▶ **Fragment**:
↓

Datum uitspraak: 28 februari 2018
AFDELING
BESTUURSRECHTSPRAAK
Uitspraak als bedoeld in artikel 8:57 van de Algemene wet bestuursrecht in het geding tussen:
[appellant], wonend te [woonplaats],
tegen de uitspraak van de rechtbank Noord-Nederland van 23 augustus 2017 in zaak nr. 16/923 in het geding tussen:
[appellant]
en
de Belastingdienst/Toeslagen.
Procesverloop
Bij besluit van 16 oktober 2015 heeft de Belastingdienst/Toeslagen de definitieve berekening huurtoeslag van [appellant] voor het jaar 2013 herzien en de toeslag vastgesteld op nihil.
Bij besluit van 11 januari 2016 heeft de Belastingdienst/Toeslagen het door [appellant] daartegen gemaakte bezwaar ongegrond verklaard.
Bij uitspraak van 23 augustus 2017 heeft de rechtbank het door [appellant] daartegen ingestelde beroep ongegrond verklaard. Deze uitspraak is aangehecht.
Tegen deze uitspraak heeft [appellant] hoger beroep ingesteld.
De Belastingdienst/Toeslagen heeft een schriftelijke uiteenzetting gegeven.
[appellant] heeft nadere stukken ingediend.
Met toestemming van partijen is afgezien van een behandeling van de zaak ter zitting.
Overwegingen
1.    [appellant] ontving in 2013 voorschotten huurtoeslag.
De Belastingdienst/Toeslagen heeft de toeslag bij besluit van 11 september 2015 definitief vastgesteld op nihil en de ontvangen voorschotten teruggevorderd, omdat het gezamenlijke toetsingsinkomen van [appellant] en zijn [medebewoner] ten bedrage van € 35.561,00 te hoog is om voor huurtoeslag in aanmerking te komen. Tegen dit besluit heeft [appellant] geen bezwaar gemaakt.

↑

▶ **Opdracht a**:
Beantwoord op basis van het fragment over de huurtoeslag:
(i) Op welke datum is de uitspraak gedaan?
(ii) Welke rechtbank deed uitspraak op 23 augustus 2017?
(iii) Hoe hoog was het gezamenlijke toetsingsinkomen van [appellant] en zijn [medebewoner]?

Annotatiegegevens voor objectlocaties

↓

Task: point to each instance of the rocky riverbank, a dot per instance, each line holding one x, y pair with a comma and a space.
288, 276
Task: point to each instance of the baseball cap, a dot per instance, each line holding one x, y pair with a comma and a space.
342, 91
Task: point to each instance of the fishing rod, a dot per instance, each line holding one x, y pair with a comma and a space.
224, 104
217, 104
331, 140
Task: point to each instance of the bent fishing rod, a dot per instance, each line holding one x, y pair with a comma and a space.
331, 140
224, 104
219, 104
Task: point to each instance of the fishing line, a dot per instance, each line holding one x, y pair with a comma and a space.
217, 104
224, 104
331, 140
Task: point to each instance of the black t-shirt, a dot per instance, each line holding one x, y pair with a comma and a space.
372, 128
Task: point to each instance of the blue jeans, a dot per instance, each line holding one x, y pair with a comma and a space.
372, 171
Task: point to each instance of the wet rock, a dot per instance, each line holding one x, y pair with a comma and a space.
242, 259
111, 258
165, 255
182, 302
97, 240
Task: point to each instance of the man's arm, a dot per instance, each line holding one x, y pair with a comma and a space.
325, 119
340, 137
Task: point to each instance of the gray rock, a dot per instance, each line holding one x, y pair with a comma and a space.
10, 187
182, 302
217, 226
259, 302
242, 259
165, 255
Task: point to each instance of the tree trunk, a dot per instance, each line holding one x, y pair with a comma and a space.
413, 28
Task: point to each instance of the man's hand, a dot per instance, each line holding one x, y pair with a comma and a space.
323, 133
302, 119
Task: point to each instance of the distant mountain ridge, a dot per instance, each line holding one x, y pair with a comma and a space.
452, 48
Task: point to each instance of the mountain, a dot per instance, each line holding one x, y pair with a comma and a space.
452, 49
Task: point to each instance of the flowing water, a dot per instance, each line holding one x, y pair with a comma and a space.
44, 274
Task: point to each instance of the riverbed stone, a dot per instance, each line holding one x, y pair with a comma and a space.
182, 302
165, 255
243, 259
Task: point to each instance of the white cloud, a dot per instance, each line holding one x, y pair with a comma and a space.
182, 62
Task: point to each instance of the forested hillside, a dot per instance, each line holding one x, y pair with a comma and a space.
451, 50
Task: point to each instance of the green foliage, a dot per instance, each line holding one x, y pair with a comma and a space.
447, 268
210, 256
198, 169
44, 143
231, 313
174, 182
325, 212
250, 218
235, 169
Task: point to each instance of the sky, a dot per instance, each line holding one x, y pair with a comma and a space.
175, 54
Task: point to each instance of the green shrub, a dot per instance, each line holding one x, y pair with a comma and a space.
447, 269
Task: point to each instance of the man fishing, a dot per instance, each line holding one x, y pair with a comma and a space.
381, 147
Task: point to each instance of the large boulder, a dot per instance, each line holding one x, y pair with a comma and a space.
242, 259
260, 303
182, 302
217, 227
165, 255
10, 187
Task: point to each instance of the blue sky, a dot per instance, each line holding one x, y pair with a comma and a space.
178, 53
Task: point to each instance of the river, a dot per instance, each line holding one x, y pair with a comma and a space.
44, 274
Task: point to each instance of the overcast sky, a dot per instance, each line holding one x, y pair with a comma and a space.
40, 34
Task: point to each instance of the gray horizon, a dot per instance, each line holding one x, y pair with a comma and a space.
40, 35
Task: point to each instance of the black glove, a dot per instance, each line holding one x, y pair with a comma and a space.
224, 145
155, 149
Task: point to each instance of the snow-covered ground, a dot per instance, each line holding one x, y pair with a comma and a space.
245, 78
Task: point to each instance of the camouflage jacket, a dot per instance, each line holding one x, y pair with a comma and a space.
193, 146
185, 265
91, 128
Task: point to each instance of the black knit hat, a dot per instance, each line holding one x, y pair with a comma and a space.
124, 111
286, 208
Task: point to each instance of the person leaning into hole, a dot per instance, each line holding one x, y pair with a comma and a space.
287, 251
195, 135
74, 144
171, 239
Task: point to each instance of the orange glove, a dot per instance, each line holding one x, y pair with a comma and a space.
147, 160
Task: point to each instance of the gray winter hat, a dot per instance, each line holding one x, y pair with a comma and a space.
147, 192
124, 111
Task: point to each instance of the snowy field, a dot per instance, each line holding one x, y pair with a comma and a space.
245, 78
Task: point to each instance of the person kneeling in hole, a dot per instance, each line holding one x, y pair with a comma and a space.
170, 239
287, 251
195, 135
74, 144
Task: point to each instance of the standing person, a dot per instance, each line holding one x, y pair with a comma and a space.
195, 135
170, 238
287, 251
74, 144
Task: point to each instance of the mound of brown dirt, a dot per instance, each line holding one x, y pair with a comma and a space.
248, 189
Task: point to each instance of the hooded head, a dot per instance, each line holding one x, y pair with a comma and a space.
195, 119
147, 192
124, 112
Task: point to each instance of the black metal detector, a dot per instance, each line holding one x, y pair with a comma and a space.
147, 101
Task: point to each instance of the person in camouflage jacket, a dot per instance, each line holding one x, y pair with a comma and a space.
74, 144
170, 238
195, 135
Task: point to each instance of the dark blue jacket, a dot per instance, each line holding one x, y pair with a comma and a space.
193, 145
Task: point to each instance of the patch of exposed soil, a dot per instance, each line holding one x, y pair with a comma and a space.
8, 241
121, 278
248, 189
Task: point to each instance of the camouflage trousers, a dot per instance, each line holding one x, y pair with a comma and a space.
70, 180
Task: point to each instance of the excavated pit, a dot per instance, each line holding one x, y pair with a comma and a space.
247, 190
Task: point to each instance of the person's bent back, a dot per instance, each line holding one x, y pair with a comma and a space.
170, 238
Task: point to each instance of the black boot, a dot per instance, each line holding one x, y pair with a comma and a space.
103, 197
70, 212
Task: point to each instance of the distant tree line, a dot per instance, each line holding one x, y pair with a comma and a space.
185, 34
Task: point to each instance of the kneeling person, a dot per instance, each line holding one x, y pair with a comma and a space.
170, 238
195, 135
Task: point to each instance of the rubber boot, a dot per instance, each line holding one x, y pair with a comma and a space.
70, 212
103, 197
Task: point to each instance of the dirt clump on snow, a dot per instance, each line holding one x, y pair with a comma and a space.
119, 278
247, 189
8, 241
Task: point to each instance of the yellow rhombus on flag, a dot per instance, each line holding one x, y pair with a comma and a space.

↑

▶ **Opdracht b**: Schrijf de rijen letterlijk over, van de regel die "Task: point to each instance of the excavated" bevat tot en met het einde van de rijen. Beide grenzen horen erbij.

▶ **Oplossing a**:
(i) 28 februari 2018
(ii) De rechtbank Noord-Nederland
(iii) € 35.561,00

▶ **Oplossing b**:
Task: point to each instance of the excavated pit, a dot per instance, each line holding one x, y pair with a comma and a space.
247, 190
Task: point to each instance of the person's bent back, a dot per instance, each line holding one x, y pair with a comma and a space.
170, 238
Task: point to each instance of the black boot, a dot per instance, each line holding one x, y pair with a comma and a space.
103, 197
70, 212
Task: point to each instance of the distant tree line, a dot per instance, each line holding one x, y pair with a comma and a space.
185, 34
Task: point to each instance of the kneeling person, a dot per instance, each line holding one x, y pair with a comma and a space.
170, 238
195, 135
Task: point to each instance of the rubber boot, a dot per instance, each line holding one x, y pair with a comma and a space.
70, 212
103, 197
Task: point to each instance of the dirt clump on snow, a dot per instance, each line holding one x, y pair with a comma and a space.
119, 278
247, 189
8, 241
Task: point to each instance of the yellow rhombus on flag, a dot per instance, each line holding one x, y pair with a comma and a space.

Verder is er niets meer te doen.